STATED PROBLEM: Output the lines of the records as a numbered list, starting at the line containing "If you could mark the trekking" and going through the end of the records, with both ends included and any blank lines skipped.

[Point labeling records]
(begin)

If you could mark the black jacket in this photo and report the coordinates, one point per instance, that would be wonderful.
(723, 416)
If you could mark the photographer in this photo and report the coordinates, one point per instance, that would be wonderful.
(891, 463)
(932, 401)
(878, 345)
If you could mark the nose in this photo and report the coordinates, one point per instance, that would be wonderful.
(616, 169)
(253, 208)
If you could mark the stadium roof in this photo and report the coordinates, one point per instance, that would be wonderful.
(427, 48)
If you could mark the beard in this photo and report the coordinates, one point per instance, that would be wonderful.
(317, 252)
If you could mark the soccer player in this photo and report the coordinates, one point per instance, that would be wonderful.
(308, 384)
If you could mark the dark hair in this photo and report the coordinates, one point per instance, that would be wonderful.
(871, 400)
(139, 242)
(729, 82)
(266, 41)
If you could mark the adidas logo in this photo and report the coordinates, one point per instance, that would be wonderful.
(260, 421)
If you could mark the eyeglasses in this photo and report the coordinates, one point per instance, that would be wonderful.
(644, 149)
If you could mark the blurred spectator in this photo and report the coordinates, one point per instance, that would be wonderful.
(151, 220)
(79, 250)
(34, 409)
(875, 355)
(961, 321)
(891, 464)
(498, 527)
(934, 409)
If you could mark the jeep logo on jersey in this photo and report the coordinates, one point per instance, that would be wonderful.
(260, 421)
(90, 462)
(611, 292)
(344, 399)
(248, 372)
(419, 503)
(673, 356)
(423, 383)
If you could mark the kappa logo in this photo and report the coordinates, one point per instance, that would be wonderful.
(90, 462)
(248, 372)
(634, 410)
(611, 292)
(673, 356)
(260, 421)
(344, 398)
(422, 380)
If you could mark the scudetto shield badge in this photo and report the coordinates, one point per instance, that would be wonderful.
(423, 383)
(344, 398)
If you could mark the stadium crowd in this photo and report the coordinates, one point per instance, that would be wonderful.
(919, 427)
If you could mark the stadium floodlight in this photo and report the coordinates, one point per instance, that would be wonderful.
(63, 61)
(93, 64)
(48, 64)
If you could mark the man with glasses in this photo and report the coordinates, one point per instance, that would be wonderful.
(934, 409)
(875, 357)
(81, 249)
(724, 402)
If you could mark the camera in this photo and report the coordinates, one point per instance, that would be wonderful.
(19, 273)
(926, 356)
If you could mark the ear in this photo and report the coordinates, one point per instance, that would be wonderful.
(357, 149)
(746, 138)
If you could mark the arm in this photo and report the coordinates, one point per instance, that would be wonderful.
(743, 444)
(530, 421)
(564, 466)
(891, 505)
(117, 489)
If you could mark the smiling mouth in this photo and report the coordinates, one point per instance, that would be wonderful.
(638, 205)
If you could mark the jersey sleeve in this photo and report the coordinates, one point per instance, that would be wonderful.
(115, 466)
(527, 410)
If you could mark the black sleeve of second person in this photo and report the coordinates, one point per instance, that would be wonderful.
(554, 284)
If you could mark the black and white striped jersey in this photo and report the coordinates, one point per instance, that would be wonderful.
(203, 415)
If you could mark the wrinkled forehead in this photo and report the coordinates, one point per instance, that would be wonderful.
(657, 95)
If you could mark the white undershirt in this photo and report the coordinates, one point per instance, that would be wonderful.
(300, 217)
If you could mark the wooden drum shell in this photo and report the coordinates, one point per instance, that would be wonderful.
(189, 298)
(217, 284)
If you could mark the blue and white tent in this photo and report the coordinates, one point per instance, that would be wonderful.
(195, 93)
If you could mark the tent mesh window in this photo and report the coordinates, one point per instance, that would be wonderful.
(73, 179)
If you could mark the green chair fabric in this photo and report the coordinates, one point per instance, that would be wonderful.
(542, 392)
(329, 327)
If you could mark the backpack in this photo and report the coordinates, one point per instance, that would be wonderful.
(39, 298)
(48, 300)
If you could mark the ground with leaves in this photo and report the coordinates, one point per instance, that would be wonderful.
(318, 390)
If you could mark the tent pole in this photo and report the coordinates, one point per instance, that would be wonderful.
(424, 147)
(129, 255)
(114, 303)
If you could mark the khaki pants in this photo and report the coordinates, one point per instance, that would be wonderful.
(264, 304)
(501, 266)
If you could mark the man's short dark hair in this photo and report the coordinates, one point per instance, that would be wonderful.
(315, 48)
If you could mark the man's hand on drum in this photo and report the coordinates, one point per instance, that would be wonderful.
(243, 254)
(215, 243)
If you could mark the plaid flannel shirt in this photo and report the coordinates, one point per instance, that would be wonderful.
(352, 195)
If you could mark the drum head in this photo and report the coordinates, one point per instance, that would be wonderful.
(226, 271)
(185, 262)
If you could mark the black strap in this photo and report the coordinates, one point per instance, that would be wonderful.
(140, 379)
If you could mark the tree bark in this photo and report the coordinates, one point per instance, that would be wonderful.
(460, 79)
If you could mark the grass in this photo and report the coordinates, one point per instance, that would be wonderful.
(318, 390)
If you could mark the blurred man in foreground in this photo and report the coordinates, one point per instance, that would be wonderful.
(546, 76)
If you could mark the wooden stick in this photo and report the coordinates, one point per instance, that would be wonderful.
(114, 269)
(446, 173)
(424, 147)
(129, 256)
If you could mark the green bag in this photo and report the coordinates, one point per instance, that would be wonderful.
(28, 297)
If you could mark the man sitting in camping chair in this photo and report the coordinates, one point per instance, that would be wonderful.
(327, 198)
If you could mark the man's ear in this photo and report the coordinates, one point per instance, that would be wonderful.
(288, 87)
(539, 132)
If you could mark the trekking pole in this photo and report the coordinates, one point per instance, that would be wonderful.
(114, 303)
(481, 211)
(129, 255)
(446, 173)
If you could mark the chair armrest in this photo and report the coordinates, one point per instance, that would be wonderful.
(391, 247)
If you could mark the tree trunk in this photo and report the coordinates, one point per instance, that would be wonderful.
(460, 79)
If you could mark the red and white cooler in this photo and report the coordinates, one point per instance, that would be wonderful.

(end)

SOLUTION TO THIS PROBLEM:
1. If you could mark the trekking pole in this photo and report the coordinates, one point per instance, that would be wonderful.
2. (114, 303)
3. (481, 211)
4. (129, 255)
5. (446, 173)
6. If you could mark the chair armrest in this photo and report the coordinates, one point per instance, that would be wonderful.
7. (391, 247)
8. If you could mark the tree trunk in this photo and report the coordinates, one point per instance, that would be wonderful.
9. (460, 79)
10. If you could mark the red and white cooler in this photo and report the coordinates, one point per instance, that would be wonderful.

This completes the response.